Work item: Out of the lines below, please list those that hold the string "accurate".
= = =
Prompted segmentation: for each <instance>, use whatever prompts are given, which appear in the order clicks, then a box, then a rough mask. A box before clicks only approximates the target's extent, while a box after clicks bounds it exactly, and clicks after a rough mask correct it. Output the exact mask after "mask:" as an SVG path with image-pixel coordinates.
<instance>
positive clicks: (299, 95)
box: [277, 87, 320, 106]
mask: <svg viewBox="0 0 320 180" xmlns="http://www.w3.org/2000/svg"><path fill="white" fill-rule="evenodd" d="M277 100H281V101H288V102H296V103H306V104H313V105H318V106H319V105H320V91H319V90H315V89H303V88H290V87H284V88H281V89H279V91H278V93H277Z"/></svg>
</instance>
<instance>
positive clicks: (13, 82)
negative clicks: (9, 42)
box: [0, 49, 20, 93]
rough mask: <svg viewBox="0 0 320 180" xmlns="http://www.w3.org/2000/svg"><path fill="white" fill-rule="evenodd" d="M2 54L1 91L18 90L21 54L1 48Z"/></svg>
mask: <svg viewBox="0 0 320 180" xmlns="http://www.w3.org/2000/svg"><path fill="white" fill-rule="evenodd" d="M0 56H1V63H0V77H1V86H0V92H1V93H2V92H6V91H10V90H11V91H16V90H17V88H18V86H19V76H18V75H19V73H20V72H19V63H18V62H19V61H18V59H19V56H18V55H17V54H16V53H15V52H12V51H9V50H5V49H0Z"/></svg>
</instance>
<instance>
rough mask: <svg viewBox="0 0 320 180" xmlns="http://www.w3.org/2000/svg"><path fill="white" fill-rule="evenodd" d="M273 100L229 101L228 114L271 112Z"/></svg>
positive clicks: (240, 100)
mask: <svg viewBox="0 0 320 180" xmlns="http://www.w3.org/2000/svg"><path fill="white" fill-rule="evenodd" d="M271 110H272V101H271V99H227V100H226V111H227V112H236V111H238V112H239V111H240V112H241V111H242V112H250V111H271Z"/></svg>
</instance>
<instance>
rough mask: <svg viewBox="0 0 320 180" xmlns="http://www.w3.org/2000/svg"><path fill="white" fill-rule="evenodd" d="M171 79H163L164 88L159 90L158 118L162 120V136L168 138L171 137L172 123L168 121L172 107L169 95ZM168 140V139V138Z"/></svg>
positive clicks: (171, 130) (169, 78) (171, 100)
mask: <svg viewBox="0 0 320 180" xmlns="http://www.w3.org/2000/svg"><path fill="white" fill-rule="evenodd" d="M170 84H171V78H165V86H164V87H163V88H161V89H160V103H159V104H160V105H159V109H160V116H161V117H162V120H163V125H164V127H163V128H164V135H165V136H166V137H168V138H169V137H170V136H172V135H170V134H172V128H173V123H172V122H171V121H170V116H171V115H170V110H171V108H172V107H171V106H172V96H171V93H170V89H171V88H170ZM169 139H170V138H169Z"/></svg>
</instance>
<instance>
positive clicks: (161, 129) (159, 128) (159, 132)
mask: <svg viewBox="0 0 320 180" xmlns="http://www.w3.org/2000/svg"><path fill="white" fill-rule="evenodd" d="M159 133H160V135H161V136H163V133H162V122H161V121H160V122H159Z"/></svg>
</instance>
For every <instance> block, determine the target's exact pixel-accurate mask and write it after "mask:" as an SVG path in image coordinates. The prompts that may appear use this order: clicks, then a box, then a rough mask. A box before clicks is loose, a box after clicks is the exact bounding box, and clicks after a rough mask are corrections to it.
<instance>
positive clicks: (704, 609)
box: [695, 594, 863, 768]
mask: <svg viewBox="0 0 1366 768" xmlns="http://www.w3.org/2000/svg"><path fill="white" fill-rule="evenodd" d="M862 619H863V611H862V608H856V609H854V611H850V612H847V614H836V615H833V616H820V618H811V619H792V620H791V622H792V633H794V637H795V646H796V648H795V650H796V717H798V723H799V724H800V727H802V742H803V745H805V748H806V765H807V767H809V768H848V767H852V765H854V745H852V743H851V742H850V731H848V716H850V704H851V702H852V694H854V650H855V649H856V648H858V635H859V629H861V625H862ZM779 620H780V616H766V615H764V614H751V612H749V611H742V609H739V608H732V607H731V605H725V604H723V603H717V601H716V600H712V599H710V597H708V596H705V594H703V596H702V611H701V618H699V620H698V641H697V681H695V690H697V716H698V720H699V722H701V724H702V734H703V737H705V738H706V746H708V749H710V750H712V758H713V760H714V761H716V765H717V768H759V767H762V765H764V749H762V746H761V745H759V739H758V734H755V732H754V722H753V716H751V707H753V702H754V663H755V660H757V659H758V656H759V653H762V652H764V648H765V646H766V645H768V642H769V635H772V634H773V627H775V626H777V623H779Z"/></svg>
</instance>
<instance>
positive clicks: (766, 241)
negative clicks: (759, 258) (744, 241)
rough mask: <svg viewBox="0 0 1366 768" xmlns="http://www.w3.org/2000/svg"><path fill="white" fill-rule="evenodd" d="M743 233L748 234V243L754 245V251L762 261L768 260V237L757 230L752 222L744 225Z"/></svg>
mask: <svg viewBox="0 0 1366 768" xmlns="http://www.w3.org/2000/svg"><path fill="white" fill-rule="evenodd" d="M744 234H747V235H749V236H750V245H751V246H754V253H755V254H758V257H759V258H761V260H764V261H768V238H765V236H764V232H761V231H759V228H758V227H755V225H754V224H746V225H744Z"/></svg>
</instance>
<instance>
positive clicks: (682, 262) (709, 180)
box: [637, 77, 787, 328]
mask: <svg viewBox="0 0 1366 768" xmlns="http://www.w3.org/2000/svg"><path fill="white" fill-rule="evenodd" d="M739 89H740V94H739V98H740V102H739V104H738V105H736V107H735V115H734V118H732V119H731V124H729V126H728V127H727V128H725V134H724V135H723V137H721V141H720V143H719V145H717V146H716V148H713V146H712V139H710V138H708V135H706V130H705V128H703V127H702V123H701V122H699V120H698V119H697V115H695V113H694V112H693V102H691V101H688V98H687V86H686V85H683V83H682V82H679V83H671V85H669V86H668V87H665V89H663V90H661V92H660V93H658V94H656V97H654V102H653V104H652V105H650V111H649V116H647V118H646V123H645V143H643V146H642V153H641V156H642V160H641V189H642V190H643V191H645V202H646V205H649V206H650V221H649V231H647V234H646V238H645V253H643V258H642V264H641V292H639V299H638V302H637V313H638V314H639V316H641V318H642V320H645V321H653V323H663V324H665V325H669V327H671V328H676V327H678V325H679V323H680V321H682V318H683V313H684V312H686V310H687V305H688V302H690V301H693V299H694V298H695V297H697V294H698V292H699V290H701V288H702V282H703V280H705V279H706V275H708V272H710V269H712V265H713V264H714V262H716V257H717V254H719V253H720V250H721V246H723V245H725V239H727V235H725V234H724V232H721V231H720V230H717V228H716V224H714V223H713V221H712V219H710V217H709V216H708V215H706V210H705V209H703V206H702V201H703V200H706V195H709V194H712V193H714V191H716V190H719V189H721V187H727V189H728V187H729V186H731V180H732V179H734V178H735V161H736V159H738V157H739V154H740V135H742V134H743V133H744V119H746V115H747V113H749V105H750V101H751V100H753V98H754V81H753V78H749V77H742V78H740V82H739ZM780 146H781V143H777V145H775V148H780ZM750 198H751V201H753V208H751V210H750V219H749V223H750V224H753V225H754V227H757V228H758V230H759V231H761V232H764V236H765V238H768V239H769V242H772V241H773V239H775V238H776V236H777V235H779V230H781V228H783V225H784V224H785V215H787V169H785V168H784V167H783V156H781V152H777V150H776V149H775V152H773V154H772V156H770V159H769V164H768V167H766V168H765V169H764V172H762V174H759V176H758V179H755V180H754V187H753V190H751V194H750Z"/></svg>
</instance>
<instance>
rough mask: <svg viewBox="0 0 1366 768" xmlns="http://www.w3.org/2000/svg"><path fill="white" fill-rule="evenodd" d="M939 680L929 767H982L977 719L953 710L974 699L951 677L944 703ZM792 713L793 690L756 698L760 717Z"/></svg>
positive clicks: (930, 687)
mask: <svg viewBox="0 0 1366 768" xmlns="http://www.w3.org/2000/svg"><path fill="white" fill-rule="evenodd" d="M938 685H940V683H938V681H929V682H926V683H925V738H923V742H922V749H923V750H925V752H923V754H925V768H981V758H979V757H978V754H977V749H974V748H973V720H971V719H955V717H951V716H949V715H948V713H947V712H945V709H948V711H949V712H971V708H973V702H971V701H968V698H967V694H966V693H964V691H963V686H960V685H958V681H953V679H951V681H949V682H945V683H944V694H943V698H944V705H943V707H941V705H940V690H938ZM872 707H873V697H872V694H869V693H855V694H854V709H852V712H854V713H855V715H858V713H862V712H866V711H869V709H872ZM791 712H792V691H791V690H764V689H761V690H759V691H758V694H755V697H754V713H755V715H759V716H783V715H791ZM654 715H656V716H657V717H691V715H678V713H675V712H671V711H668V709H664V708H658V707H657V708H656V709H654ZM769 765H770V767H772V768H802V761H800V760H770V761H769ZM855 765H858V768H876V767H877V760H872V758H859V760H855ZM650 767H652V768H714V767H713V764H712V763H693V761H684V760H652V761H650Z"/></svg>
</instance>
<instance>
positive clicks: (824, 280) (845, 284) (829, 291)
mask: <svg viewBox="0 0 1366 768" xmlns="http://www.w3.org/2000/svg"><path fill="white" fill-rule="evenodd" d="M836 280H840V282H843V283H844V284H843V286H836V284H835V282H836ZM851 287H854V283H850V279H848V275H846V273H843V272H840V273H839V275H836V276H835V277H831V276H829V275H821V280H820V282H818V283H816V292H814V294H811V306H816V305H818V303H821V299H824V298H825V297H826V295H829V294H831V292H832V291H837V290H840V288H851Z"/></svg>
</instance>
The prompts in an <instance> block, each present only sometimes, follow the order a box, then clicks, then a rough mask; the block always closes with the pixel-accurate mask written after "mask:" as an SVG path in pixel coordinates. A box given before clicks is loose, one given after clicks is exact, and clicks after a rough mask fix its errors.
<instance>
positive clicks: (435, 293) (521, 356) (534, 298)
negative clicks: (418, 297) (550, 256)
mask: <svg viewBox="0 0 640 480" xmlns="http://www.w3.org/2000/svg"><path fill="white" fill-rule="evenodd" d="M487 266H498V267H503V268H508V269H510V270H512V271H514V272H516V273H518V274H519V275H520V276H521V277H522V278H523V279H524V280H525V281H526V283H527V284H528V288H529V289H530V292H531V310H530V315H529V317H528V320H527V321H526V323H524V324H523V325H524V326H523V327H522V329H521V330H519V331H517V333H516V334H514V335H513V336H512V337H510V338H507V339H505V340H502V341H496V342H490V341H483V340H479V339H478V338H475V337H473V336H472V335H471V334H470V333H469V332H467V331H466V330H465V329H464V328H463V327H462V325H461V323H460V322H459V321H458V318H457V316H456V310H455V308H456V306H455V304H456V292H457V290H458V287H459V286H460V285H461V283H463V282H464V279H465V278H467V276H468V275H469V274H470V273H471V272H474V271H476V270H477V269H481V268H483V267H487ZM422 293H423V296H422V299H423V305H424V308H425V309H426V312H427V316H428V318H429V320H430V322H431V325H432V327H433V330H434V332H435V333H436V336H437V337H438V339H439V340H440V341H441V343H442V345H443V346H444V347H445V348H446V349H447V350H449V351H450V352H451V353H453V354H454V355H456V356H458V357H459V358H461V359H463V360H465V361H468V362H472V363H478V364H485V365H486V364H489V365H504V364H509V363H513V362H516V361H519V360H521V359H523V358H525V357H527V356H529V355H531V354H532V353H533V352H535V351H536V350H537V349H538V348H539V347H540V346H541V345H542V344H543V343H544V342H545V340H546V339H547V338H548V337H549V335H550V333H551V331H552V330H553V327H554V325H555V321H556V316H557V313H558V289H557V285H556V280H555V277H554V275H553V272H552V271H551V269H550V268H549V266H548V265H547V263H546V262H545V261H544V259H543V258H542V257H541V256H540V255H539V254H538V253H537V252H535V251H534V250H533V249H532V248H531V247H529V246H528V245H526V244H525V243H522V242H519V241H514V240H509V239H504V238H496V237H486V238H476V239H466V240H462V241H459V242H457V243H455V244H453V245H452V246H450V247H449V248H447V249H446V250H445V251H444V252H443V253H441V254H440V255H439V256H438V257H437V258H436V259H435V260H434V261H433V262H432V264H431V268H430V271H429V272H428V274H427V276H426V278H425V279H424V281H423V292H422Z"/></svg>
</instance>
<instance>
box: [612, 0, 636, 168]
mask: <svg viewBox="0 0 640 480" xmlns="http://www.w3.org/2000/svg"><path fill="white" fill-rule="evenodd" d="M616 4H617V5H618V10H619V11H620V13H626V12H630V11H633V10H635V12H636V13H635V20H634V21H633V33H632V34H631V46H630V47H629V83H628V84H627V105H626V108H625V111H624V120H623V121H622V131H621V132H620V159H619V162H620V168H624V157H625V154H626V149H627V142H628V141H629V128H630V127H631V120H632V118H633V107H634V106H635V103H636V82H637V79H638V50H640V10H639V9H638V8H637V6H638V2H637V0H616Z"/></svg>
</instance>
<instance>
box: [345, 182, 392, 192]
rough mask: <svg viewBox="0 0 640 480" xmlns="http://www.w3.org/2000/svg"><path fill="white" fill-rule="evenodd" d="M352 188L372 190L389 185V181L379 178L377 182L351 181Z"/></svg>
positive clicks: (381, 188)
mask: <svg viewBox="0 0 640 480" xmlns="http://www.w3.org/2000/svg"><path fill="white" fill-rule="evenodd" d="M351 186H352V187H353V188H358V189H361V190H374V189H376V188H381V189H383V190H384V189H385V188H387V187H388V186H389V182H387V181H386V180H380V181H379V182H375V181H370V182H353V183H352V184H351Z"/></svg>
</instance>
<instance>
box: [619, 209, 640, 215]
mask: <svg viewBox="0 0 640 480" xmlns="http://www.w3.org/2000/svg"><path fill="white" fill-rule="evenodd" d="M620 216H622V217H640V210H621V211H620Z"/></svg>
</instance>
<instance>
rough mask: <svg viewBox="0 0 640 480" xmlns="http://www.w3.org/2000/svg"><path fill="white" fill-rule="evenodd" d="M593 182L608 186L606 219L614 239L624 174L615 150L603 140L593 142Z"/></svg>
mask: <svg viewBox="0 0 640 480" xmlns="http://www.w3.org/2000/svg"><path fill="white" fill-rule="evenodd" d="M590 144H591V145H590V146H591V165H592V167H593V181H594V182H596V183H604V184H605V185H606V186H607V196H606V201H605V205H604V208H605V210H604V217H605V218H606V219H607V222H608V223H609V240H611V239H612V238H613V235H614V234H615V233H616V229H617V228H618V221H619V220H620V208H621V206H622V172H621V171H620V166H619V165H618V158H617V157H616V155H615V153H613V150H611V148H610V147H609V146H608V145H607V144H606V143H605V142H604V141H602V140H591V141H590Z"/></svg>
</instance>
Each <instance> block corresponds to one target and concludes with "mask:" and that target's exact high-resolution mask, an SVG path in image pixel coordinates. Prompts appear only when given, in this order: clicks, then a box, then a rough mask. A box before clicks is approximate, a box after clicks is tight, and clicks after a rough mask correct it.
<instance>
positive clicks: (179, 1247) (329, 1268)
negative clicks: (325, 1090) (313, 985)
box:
= = =
Reply to the exercise:
For every <instance> block, determine the target's exact pixel-accurate mask and write it after "mask:" as an SVG path in image coordinates. The prompts that may appear use this order: clicks, then a box, then a rough mask. A box before clicks is loose, a box after clicks is the exact bounding box, and clicks after a rough mask are corrections to it.
The prompts in an <instance> block, each present only sometimes, follow the order a box, then clicks, then a rough mask; the block always closes with the pixel-accurate mask written after "mask:" as an SVG path in pixel coordinates. A box given before clicks is loose, one given after clicks is exact, and clicks after a rough mask fix its errors.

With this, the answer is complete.